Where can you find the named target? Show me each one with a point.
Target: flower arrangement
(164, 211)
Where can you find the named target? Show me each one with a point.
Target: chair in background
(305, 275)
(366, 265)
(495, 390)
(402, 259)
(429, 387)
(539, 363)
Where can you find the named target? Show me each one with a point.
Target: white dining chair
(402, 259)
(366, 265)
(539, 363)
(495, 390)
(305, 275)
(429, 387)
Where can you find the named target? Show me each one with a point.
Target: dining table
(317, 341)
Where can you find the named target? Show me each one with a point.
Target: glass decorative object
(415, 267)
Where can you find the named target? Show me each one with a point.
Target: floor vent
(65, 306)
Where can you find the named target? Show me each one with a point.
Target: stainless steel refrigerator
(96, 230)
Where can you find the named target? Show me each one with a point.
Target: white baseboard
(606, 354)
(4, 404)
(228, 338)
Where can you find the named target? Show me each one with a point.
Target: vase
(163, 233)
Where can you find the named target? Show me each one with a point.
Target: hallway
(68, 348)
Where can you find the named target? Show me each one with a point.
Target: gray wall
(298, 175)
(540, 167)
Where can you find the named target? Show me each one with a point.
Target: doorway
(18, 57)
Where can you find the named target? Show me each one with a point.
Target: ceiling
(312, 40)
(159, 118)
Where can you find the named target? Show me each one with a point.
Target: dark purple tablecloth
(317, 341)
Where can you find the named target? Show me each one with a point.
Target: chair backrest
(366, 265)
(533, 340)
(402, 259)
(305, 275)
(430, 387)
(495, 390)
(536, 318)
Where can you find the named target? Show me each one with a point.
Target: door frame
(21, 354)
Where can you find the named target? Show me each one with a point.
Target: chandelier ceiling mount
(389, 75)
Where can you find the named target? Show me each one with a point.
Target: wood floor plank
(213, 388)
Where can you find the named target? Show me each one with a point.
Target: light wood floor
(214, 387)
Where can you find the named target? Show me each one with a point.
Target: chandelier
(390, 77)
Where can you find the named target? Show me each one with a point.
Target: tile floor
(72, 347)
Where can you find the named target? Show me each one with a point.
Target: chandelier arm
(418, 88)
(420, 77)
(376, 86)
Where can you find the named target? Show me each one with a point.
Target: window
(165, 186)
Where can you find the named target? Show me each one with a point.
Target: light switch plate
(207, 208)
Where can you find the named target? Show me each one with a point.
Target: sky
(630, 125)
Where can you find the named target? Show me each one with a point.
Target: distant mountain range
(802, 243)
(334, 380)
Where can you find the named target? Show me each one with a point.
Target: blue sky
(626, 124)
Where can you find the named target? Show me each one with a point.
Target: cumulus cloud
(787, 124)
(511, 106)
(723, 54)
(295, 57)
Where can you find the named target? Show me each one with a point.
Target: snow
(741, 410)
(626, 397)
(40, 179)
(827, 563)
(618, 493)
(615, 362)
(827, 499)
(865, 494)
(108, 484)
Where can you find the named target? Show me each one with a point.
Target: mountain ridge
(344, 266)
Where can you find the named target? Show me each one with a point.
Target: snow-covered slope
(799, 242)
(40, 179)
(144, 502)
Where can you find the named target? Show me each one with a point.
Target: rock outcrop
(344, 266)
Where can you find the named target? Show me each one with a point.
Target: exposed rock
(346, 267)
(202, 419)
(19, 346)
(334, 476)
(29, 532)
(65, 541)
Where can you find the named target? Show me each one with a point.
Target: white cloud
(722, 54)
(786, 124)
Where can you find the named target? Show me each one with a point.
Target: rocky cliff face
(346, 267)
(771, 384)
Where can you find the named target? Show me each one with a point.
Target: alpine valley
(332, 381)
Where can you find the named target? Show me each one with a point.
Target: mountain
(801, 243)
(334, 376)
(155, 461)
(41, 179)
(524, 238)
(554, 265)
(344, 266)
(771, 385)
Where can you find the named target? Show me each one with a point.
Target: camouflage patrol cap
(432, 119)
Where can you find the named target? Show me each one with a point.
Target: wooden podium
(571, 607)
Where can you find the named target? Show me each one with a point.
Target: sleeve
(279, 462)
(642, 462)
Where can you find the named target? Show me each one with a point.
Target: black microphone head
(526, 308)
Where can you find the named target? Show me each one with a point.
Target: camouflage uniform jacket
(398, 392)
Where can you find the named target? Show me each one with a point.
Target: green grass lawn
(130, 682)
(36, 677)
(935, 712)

EXERCISE DESCRIPTION
Return an exact copy of the listing.

RESPONSE TO THIS EXERCISE
Where can you find the named target? Show me each one with a point.
Target: flower arrangement
(164, 211)
Where can you find the named target? Show me each one with a point.
Target: chair in background
(305, 275)
(366, 265)
(495, 390)
(402, 259)
(429, 387)
(539, 363)
Where can you find the named target? Show me each one with a point.
Target: white dining chair
(402, 259)
(366, 265)
(539, 363)
(495, 390)
(305, 275)
(429, 387)
Where can you find the named target? Show me each one with a point.
Target: dining table
(317, 341)
Where can you find the named target? Show me each one with a point.
Target: glass decorative object
(415, 267)
Where can you find the named target? Show me each one with a point.
Target: floor vent
(65, 306)
Where can you find the named target? Show me each one with a point.
Target: stainless steel refrigerator
(96, 230)
Where can you find the named target? Show me each one with a point.
Target: white baseboard
(606, 354)
(4, 404)
(228, 338)
Where can you find the named target? Show me each one with a point.
Target: vase
(163, 233)
Where can you find the named target? Show me each one with a point.
Target: hallway
(68, 348)
Where can you find the named target? Show me each one with a point.
Target: gray wall
(298, 175)
(540, 167)
Where can you find the named target? Show me each one with a point.
Target: doorway
(18, 57)
Where can you find the named target? Show me each one with a point.
Target: ceiling
(312, 40)
(159, 118)
Where can you find the named target? Show me each one with a point.
Target: dark purple tablecloth
(317, 341)
Where can you find the named target? Show me each one with a point.
Target: chair backrest
(366, 265)
(533, 340)
(402, 259)
(305, 275)
(430, 387)
(495, 390)
(536, 318)
Where can you find the named target? Show me each one with a point.
Target: door frame
(21, 354)
Where can you find the named target? Show me each one with a point.
Target: chandelier ceiling mount
(389, 75)
Where can you find the named target? Show me each one with a point.
Target: wood floor plank
(213, 388)
Where can you find the named target? Show me each one with a point.
Target: light wood floor
(214, 387)
Where can you find the named target? Show me each one with a point.
Target: chandelier
(390, 77)
Where can you find the named target? Show me each one with a point.
Target: tile floor
(72, 347)
Where can you find the named target? Show me each one with a point.
Target: chandelier arm
(418, 88)
(420, 77)
(376, 86)
Where can you find the named target? Show me each one with a point.
Target: window
(165, 186)
Where can you find the named target? Show me each one with a point.
Target: light switch plate
(207, 208)
Where can you find the named target? Show me each one with a point.
Target: sky
(630, 125)
Where can you find the named target? Show me each one with a point.
Target: distant mountain range
(802, 243)
(334, 380)
Where can you find the named target? Show me each one with a point.
Target: blue sky
(626, 124)
Where can you find the named target? Show me each one with a point.
Target: cumulus cloud
(787, 124)
(511, 106)
(723, 54)
(295, 57)
Where can you find the named target? Show me each one with a point.
Target: snow
(741, 410)
(626, 397)
(40, 179)
(827, 563)
(618, 493)
(615, 362)
(827, 499)
(865, 494)
(108, 484)
Where can you find the named target? Show me each one with a point.
Target: mountain ridge
(344, 266)
Where can you find the named target? Show me each one with a point.
Target: snow-covered slope
(799, 242)
(40, 179)
(144, 502)
Where can you find the named target? Show me each one with a point.
Target: rock outcrop
(344, 266)
Where can you find the named target? Show me each one with a point.
Target: exposed rock
(346, 267)
(202, 419)
(19, 346)
(334, 476)
(29, 532)
(65, 541)
Where can you find the named target? Show me each one with a point.
Target: white cloud
(722, 54)
(786, 124)
Where can you find the named target? Show me each one with a point.
Target: rocky cliff face
(346, 267)
(771, 384)
Where can you find the named target? Show me each one with a point.
Target: alpine valley
(332, 381)
Where can you find the named target? Show me each one with a point.
Target: mountain
(801, 243)
(334, 376)
(155, 461)
(41, 179)
(524, 238)
(554, 265)
(344, 266)
(771, 385)
Where can you find the named target? Show me each one with a point.
Target: camouflage patrol cap
(432, 119)
Where can you find the named target? Show me each one with a point.
Target: wooden podium
(571, 607)
Where can you find the named target? Show me each one with a point.
Target: sleeve
(279, 462)
(642, 462)
Where can you find the named target? Show me each one with a point.
Target: black microphone head
(526, 308)
Where can you find the named target? Show me each one with a point.
Target: camouflage uniform jacket
(398, 392)
Where can you find the named target? Show me each one with a point.
Target: green grass lawn
(130, 682)
(36, 677)
(935, 712)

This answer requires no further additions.